Top of Supplied records
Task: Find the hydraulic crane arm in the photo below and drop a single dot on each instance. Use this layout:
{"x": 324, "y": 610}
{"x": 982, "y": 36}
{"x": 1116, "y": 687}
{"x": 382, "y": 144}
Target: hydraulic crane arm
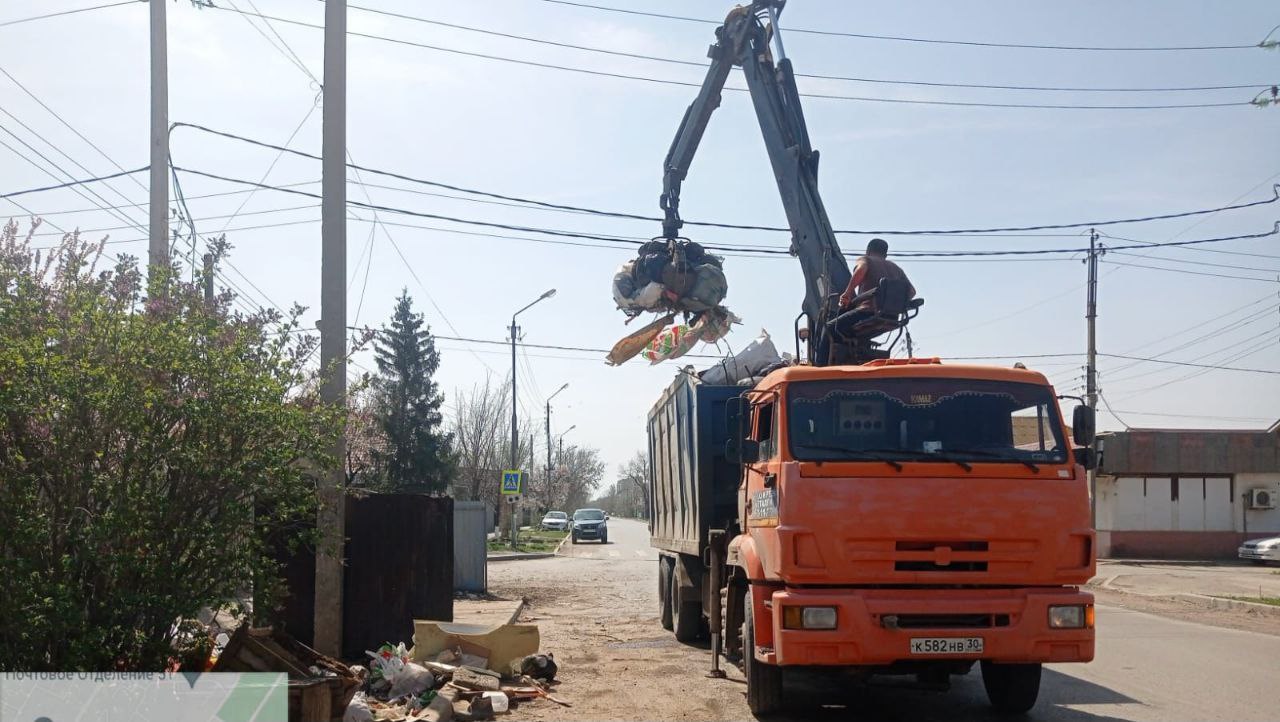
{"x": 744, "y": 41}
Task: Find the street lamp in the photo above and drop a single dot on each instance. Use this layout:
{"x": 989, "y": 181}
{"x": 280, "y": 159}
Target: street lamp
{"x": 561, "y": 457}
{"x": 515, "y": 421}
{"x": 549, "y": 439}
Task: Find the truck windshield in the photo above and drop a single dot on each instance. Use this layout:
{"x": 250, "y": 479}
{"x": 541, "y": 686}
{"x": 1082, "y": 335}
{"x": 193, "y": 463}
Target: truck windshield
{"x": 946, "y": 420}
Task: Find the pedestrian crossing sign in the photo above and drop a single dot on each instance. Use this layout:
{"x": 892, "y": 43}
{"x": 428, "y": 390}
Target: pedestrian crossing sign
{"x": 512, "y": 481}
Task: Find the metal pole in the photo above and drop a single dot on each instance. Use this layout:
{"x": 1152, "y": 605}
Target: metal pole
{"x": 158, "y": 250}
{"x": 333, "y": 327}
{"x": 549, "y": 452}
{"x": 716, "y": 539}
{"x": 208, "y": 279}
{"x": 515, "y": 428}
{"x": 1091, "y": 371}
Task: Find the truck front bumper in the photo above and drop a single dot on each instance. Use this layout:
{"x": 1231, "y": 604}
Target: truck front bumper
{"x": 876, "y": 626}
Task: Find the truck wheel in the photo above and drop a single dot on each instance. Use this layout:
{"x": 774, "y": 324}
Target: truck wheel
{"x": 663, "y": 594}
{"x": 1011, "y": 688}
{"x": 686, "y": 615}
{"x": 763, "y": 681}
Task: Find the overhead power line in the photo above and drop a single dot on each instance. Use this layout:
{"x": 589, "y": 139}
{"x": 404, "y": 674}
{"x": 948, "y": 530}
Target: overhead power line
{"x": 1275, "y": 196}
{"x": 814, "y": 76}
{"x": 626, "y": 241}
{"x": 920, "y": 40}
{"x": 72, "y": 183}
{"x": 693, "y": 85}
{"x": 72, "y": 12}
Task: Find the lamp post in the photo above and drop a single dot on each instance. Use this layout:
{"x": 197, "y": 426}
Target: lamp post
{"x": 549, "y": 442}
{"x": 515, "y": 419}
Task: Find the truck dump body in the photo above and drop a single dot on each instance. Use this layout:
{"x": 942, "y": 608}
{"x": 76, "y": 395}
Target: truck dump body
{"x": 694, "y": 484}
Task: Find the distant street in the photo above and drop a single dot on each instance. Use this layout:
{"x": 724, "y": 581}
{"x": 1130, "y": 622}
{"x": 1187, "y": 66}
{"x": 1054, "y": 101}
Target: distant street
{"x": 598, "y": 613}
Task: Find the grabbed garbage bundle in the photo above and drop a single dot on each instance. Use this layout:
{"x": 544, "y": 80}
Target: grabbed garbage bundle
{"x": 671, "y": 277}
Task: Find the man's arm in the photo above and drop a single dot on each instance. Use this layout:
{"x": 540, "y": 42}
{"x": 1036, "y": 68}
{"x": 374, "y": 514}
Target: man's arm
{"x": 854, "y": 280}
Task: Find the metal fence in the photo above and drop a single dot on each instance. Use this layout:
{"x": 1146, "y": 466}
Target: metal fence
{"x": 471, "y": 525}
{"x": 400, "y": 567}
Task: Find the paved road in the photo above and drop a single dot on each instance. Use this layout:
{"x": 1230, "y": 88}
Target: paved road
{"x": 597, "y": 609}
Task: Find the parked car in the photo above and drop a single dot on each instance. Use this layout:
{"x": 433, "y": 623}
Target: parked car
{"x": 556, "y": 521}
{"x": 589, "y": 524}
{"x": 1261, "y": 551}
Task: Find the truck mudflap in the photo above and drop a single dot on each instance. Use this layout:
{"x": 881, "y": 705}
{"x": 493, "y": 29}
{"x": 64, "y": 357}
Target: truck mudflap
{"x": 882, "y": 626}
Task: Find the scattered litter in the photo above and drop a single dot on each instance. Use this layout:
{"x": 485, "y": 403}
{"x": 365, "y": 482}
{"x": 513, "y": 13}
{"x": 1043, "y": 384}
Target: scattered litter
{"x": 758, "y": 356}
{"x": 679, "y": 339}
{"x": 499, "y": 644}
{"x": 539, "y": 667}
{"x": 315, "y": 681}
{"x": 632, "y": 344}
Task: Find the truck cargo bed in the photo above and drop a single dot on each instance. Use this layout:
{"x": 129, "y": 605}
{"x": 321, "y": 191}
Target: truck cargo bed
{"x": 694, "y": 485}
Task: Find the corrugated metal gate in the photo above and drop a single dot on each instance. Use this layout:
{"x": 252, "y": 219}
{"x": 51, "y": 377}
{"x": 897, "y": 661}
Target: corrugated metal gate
Bottom of Supplied records
* **Exercise description**: Say how many lines of the listing above include the word "corrugated", and give no other text.

* **Completed task**: 2